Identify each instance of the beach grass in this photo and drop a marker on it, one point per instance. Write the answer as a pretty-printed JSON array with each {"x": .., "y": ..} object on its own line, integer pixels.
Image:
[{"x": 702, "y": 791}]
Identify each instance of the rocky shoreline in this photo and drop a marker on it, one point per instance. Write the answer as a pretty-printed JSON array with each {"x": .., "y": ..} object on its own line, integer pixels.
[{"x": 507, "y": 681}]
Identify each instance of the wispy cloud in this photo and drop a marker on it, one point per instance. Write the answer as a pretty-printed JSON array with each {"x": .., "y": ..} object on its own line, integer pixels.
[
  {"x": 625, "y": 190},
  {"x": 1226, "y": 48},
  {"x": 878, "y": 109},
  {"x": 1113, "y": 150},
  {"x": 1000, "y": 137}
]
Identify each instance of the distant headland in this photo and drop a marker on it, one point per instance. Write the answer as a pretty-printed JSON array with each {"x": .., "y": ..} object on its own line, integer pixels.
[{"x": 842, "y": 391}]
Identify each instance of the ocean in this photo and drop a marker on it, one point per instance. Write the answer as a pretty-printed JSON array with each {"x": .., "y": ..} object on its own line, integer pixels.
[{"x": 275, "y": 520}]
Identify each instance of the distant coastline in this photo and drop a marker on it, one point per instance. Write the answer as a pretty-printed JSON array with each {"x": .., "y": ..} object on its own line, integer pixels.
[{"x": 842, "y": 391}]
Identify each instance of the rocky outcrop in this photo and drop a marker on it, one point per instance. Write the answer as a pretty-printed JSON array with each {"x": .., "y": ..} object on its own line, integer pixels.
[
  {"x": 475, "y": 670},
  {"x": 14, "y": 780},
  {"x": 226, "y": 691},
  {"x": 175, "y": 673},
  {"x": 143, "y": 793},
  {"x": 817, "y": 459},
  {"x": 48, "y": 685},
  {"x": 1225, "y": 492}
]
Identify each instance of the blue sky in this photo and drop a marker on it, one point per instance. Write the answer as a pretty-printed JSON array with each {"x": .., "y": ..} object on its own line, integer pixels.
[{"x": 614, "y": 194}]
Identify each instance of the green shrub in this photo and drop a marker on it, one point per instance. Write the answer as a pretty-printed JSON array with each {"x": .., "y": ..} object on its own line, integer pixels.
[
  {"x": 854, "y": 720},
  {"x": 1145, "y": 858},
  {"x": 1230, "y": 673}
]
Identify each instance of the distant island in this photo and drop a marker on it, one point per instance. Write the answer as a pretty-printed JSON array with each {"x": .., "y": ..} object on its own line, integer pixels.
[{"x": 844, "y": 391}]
⁂
Could you reproduce every record above exactly as it appears?

Identify each instance of the beach grass in this photo and drop a marker on it, one point per instance. Write the answer as a pretty-printed JSON array with each {"x": .., "y": ..} object on its own line, integer pixels.
Image:
[{"x": 702, "y": 791}]
Identify each instance of the rocky shoreline in this photo and drop a marker on it, one point per instance. Write the answer as a pretty-printed JSON array with each {"x": .., "y": ..} object on its own line, integer pixels.
[{"x": 507, "y": 681}]
Identify each instance of the wispy cloud in this photo and drop a marker on it, one point per instance. Write the answer as a pretty-printed JSON array with each {"x": .., "y": ..} object on its own line, integer pixels.
[
  {"x": 625, "y": 190},
  {"x": 1226, "y": 48},
  {"x": 878, "y": 109},
  {"x": 1113, "y": 150},
  {"x": 1000, "y": 137}
]
Identify each instance of the distant headland in this photo and drop a marker on it, one point per instance. Write the answer as a pretty-printed JSON array with each {"x": .., "y": ..} object on its own line, integer pixels.
[{"x": 842, "y": 391}]
Identify each instance of the ocean in this photo and drop a marker on it, one point per instance. Write the answer as a pretty-printed JSON array with each {"x": .., "y": ..} object on its own line, integer pixels.
[{"x": 275, "y": 520}]
Identify each instance of the distant coastline in this photo and drop a marker on it, one point per instance. Write the answer as a pretty-printed JSON array with each {"x": .., "y": ..} object on its own line, integer pixels.
[{"x": 842, "y": 391}]
Identify each instance of the rocky outcrop in this photo and drop a marker on it, one point per instance. Write the answer as a pretty-printed JSON array with each {"x": .., "y": ..} object on its own line, integer pixels.
[
  {"x": 475, "y": 670},
  {"x": 14, "y": 780},
  {"x": 226, "y": 691},
  {"x": 175, "y": 673},
  {"x": 143, "y": 793},
  {"x": 817, "y": 459},
  {"x": 48, "y": 685},
  {"x": 1225, "y": 492}
]
Identify each instance of the blue sky in this photo and drop a marker on it, one point per instance. Write the answer as a pretty-printed JSON array with each {"x": .., "y": ..} object on its own line, integer pixels.
[{"x": 614, "y": 194}]
Identify each instance of the green shrub in this photo and drop a marker on it, one point per instance. Write the answer as a pretty-printed JSON array with each {"x": .., "y": ..} object on its own line, integer pixels.
[
  {"x": 854, "y": 720},
  {"x": 1145, "y": 858},
  {"x": 1230, "y": 673}
]
Identify each instance of the distant island in this photo and drop a marker on it, one point per instance. Write the answer as a pretty-printed JSON array with each {"x": .., "y": ..} object on its own line, integer pixels.
[{"x": 844, "y": 391}]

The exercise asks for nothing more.